Noch mal vom Veranstalter:

1. Mittel und Langstrecke werden zusammen gestartet. Deswegen sind auch die Zielzeiten überhaupt vergleichbar.

2. Nur für die Langstrecke gibt es ein Zeitlimit von 3:50 Std. für die ersten beiden Runden. Für die Teilnehmer heißt das, wer nach 15:20 Uhr den Schmerzberg hochfährt biegt direkt links ins Ziel ab, eine Weiterfahrt ist dann nicht mehr möglich. Da wird es auch keine Karenzzeit geben, es sei denn die entsprechenden Posten haben es verpennt, die Strecke abzuriegeln.

3. Wer als Mittelstreckler vor 15:20 Uhr den Schmerzberg passiert, kann also wenn er sich Entsprechendes zutraut auch noch eine Runde dranhängen, "so zum Geniesen halt". Wie Wissefux schon schreibt, für Mittelstreckler gibt es kein Zeitlimit jedenfalls nicht um diese Uhrzeit. Tatsache ist, dass wir Veranstalter irgendwann mal nach Hause wollen, wer also gegen 17:30 - 18:00 Uhr(da schätzen wir den Einlauf der letzten Langstreckler) nicht im Ziel ist, hat dann unter Umständen Pech gehabt.

4. Kurzstrecke ist Kurzstrecke und bleibt Kurzstrecke. Die Erklärung dafür, dass es hier keinen Wechsel geben kann, hat Schwarzer Kater oben schon gegeben. Sonst müssten wir alle Startgruppen zusammen starten, das wollen wir euch nicht zumuten, wird so schon schlimm genug auf den ersten Kilometern.

======

Schriftliche Aufgabe a: Entnimm dem Text über die Streckenregeln des Rennens wortgetreu die Passage, die mit „2. Nur für die“ anfängt und bis einschließlich „die Strecke abzuriegeln.“ reicht.
Die Datensätze stehen in keinem Zusammenhang mit dem Text.

[Einträge zur Konturbeschriftung]

======

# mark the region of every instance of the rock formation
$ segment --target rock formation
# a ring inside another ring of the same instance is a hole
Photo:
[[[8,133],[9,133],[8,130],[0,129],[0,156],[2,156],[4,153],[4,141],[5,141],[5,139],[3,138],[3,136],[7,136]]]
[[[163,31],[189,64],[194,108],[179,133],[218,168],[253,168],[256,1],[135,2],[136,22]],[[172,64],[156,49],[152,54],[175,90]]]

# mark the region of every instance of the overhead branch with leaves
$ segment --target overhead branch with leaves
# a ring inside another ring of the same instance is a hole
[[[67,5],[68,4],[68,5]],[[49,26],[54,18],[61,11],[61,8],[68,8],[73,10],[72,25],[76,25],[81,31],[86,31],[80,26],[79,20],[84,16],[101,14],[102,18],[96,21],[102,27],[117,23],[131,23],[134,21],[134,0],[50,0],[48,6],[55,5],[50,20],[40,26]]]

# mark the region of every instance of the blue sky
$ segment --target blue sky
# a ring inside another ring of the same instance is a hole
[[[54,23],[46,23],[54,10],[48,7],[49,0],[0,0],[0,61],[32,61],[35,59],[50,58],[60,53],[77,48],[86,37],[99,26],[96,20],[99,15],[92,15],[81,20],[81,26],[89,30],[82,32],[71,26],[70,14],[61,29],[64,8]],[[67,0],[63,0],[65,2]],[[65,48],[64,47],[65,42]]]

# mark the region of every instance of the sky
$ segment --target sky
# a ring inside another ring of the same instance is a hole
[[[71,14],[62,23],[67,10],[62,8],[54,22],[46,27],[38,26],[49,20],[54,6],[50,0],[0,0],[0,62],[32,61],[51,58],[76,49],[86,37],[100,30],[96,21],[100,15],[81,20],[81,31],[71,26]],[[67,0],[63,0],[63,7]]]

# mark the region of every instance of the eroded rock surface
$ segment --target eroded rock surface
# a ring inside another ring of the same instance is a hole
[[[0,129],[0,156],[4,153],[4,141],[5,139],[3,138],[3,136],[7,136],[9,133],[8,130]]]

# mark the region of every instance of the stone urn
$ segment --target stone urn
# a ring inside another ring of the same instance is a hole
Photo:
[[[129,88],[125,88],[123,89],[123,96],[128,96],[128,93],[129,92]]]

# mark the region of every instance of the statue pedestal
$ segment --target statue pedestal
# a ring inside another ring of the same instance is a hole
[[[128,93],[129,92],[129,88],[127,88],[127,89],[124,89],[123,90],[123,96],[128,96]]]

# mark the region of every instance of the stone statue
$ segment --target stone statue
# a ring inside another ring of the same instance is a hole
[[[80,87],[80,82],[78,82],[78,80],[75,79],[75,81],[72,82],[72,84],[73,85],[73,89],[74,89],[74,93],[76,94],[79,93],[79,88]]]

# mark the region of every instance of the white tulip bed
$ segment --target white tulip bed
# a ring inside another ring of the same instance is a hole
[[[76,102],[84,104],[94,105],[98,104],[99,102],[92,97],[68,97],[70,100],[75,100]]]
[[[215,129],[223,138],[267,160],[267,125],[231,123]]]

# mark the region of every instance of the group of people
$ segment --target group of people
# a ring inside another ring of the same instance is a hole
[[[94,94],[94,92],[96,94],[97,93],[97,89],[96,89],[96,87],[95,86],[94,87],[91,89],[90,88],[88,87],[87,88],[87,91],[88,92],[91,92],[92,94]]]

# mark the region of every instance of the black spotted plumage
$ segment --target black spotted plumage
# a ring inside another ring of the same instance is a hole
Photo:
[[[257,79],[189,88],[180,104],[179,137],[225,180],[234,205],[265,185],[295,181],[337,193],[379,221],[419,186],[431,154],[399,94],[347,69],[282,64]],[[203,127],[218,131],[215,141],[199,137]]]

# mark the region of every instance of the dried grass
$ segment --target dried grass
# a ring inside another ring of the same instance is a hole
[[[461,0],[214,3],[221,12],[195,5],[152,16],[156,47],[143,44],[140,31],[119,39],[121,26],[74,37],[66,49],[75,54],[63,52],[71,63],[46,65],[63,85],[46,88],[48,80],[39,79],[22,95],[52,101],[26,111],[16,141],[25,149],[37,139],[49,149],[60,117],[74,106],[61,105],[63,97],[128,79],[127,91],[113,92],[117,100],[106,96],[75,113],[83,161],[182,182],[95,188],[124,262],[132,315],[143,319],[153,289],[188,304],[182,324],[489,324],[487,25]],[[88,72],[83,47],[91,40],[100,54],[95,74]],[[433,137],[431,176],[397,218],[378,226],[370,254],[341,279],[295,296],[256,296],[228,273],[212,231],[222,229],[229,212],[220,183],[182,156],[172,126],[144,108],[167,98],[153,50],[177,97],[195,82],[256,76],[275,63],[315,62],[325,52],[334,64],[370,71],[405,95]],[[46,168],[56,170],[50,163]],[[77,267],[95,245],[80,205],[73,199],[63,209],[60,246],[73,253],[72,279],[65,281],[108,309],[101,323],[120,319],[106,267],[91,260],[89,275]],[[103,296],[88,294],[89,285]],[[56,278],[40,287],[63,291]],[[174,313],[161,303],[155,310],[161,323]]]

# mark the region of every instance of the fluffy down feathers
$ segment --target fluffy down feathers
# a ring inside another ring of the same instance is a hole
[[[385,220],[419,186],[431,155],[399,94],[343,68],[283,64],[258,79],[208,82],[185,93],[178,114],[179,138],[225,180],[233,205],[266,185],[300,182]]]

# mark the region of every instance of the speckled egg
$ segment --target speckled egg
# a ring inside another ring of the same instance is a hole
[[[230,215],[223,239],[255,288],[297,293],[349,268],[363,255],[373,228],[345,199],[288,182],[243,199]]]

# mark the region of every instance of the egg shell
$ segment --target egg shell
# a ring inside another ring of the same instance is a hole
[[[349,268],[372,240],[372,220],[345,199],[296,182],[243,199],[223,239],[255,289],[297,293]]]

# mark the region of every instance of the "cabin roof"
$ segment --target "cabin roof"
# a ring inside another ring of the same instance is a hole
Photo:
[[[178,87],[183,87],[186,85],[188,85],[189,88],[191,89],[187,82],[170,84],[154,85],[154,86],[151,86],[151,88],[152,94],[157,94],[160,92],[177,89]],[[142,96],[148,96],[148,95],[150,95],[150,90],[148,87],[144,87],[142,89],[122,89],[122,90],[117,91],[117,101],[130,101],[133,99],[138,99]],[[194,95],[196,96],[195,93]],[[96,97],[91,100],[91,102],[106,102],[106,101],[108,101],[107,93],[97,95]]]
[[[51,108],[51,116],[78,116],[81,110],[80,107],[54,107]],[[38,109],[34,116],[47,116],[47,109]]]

======

Schriftliche Aufgabe b: Finde in den Datensätzen jede Zeile, in der die Zeichenfolge „group“ vorkommt, und gib diese Zeilen vollständig wieder.

Lösung a:
2. Nur für die Langstrecke gibt es ein Zeitlimit von 3:50 Std. für die ersten beiden Runden. Für die Teilnehmer heißt das, wer nach 15:20 Uhr den Schmerzberg hochfährt biegt direkt links ins Ziel ab, eine Weiterfahrt ist dann nicht mehr möglich. Da wird es auch keine Karenzzeit geben, es sei denn die entsprechenden Posten haben es verpennt, die Strecke abzuriegeln.

Lösung b:
# mark the region of every instance of the group of people
$ segment --target group of people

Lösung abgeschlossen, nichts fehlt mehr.